Requirements -
Copy the lines of the entries below, starting at the line containing "Q: Tag each instance of the bald" and running through the end of the entries, into a JSON list of strings with one string per line and blank lines omitted.

The data -
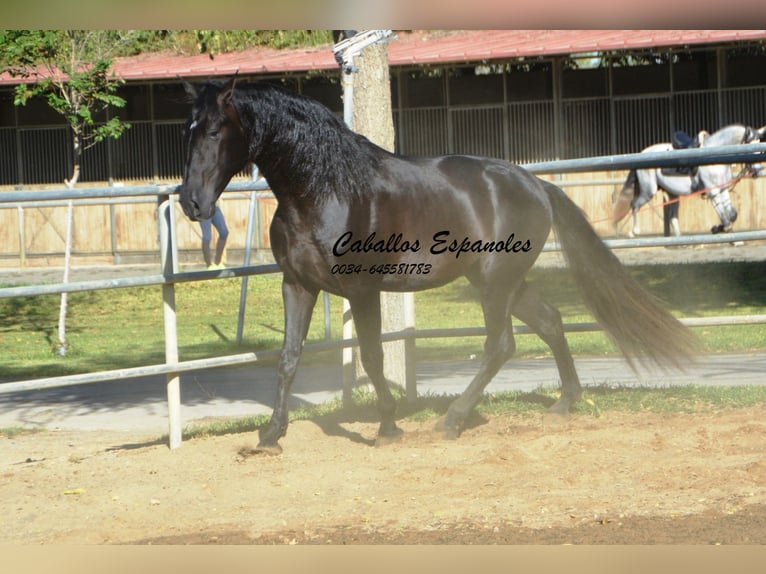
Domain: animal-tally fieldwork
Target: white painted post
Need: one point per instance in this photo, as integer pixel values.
(173, 383)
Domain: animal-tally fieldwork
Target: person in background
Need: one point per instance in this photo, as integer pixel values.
(219, 222)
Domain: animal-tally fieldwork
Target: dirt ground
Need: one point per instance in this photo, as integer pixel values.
(615, 479)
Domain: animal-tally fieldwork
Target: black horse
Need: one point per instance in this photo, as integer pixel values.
(355, 220)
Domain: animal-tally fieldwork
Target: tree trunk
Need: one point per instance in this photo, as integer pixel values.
(373, 118)
(70, 183)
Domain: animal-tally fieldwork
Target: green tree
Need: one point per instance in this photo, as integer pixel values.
(71, 70)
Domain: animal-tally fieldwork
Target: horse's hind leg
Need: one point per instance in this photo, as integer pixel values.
(366, 312)
(545, 320)
(499, 346)
(299, 305)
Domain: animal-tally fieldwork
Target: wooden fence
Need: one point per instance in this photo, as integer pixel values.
(125, 231)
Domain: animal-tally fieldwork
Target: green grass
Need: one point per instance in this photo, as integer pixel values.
(122, 328)
(595, 402)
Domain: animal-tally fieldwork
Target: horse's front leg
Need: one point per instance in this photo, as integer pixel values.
(366, 312)
(299, 305)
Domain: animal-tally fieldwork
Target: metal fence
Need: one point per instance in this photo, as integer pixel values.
(169, 275)
(522, 132)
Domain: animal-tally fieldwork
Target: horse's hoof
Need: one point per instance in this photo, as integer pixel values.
(447, 430)
(389, 438)
(556, 418)
(261, 449)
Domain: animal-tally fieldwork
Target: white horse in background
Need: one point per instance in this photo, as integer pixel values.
(717, 180)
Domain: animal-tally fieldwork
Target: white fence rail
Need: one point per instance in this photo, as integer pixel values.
(169, 275)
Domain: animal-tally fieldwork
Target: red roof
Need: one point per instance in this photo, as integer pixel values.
(421, 47)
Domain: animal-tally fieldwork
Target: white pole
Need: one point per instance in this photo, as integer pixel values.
(173, 379)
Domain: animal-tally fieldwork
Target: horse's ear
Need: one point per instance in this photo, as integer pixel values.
(224, 98)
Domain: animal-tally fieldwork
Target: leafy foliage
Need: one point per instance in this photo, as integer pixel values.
(71, 70)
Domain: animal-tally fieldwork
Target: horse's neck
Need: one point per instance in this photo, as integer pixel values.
(730, 135)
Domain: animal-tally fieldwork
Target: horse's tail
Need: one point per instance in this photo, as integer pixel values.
(633, 318)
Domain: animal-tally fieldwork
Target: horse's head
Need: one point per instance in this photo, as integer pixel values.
(216, 148)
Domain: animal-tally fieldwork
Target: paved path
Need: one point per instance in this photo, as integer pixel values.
(140, 404)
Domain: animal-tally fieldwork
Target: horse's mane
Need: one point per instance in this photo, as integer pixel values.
(298, 142)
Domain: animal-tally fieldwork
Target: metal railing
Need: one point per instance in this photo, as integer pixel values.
(169, 275)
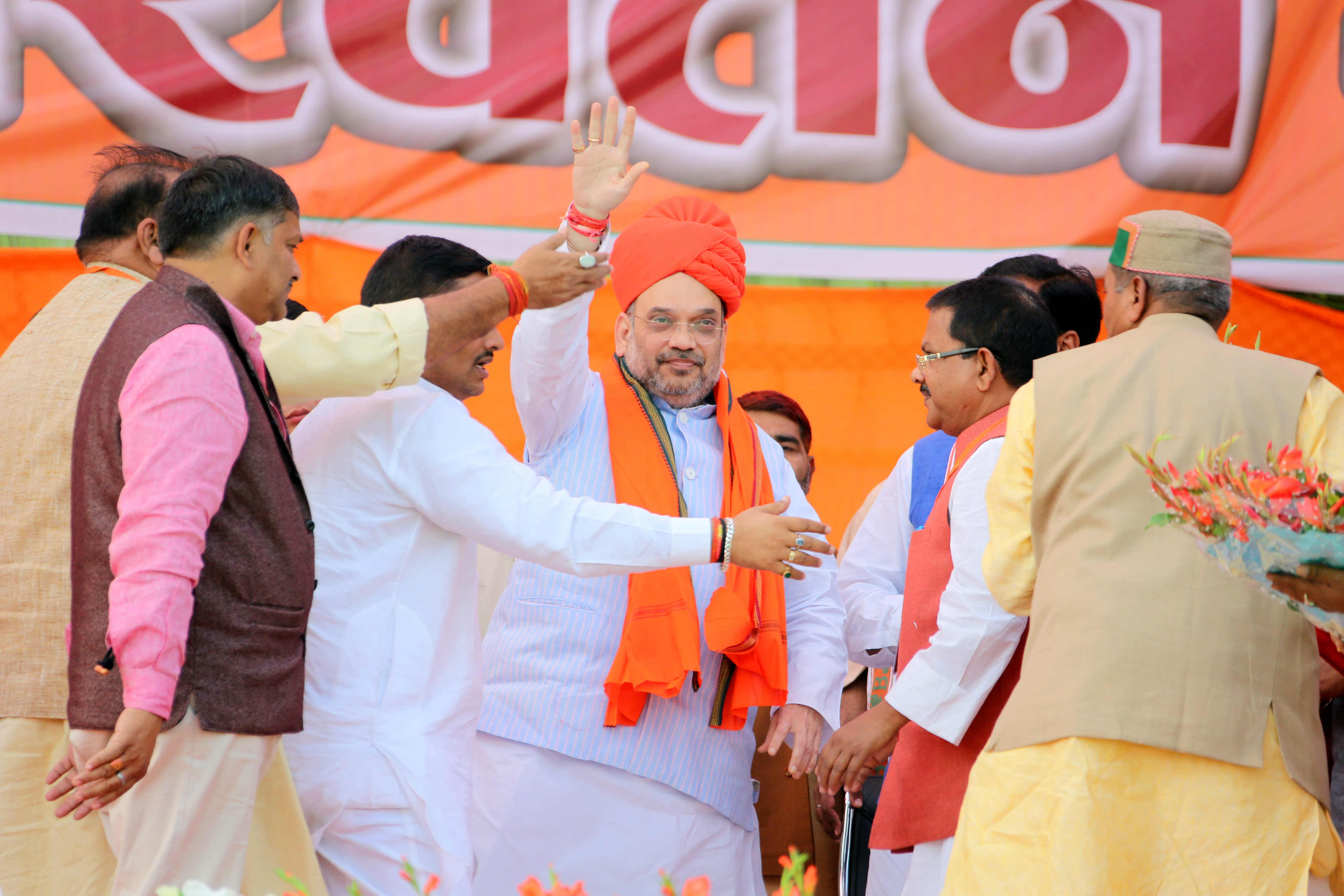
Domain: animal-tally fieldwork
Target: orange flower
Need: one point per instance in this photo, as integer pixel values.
(697, 887)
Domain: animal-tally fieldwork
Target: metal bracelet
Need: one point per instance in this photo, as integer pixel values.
(728, 543)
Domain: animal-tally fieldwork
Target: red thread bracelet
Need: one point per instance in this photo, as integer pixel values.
(514, 285)
(595, 229)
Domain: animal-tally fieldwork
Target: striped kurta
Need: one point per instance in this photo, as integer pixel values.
(553, 636)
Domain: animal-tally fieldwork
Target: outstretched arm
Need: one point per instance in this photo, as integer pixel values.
(456, 473)
(873, 573)
(550, 360)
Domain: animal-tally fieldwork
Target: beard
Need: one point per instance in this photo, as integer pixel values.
(686, 390)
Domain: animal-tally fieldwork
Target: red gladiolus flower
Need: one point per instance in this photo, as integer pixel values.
(1311, 511)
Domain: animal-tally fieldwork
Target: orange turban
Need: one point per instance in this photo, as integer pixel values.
(683, 234)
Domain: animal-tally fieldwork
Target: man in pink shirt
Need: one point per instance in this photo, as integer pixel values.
(192, 542)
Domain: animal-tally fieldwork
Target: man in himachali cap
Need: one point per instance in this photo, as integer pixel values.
(1148, 672)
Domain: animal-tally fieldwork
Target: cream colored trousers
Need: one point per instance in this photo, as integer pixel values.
(190, 816)
(42, 855)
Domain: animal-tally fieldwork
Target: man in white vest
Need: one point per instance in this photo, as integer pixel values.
(1165, 733)
(360, 351)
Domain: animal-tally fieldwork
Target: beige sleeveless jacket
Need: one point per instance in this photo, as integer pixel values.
(1135, 635)
(41, 375)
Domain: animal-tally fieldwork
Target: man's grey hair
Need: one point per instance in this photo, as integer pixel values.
(1206, 299)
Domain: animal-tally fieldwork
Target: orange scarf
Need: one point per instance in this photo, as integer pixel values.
(745, 621)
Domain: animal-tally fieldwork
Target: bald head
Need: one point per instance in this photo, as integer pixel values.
(131, 183)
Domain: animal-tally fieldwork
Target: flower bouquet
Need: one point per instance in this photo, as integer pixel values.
(1256, 520)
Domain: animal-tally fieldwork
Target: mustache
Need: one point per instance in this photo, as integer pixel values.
(681, 355)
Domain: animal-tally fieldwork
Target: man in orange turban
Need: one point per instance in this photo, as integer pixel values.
(616, 730)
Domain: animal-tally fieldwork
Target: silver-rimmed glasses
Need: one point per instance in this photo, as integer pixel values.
(924, 359)
(705, 331)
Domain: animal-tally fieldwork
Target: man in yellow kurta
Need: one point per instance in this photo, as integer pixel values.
(358, 352)
(1165, 734)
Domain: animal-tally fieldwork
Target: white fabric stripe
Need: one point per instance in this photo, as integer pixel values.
(764, 258)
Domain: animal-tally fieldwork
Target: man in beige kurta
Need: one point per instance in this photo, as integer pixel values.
(1165, 734)
(358, 352)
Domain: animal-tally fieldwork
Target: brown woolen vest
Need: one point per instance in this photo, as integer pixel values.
(245, 651)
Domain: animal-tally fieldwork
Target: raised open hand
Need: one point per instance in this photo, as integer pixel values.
(603, 171)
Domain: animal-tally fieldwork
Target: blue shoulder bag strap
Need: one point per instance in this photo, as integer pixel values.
(928, 475)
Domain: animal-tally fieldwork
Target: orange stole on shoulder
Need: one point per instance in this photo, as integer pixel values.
(745, 621)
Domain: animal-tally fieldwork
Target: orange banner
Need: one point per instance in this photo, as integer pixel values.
(849, 139)
(850, 367)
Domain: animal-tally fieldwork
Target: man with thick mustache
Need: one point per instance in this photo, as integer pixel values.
(404, 485)
(623, 743)
(959, 652)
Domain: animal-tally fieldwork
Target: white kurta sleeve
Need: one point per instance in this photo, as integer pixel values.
(549, 367)
(873, 574)
(946, 684)
(815, 614)
(455, 472)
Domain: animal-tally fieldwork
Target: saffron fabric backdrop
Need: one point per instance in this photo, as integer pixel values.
(897, 140)
(843, 354)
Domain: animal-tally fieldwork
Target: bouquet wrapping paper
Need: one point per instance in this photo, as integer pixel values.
(1256, 520)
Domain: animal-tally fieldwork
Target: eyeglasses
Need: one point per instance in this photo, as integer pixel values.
(924, 359)
(704, 331)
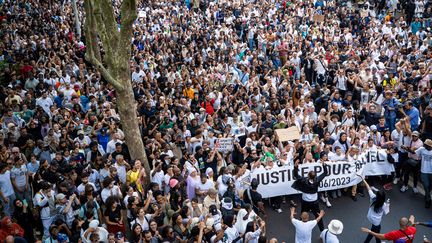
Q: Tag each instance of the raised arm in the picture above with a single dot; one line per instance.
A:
(324, 174)
(377, 235)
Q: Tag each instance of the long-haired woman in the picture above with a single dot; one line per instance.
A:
(378, 207)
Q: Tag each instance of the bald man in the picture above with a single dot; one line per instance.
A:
(304, 226)
(405, 233)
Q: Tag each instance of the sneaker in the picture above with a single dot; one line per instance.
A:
(333, 194)
(388, 186)
(427, 204)
(323, 199)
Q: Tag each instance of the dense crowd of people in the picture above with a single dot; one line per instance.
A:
(351, 76)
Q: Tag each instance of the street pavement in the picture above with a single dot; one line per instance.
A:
(353, 215)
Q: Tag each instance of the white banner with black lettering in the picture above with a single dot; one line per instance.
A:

Answer for this exercise -
[
  "Q: Tag each instance of the bald man in the picture above with a single dot; one line per instance.",
  "A:",
  "(304, 226)",
  "(405, 233)",
  "Q: Tag each instance of the sneaker in the picture above with a single dot; one line per instance.",
  "A:",
  "(333, 194)",
  "(388, 186)",
  "(427, 204)",
  "(323, 199)",
  "Q: Tag each instance of the dense crowd of people in the picture above with a single dot; one line per instance.",
  "A:",
  "(351, 76)",
  "Q: Tag each instance of the street pavement in the picture above with a single dot; one line per instance.",
  "A:",
  "(353, 215)",
  "Q: Tag each instance of the white banner with black lettering in the picture above with a single dot; one line per instance.",
  "A:"
]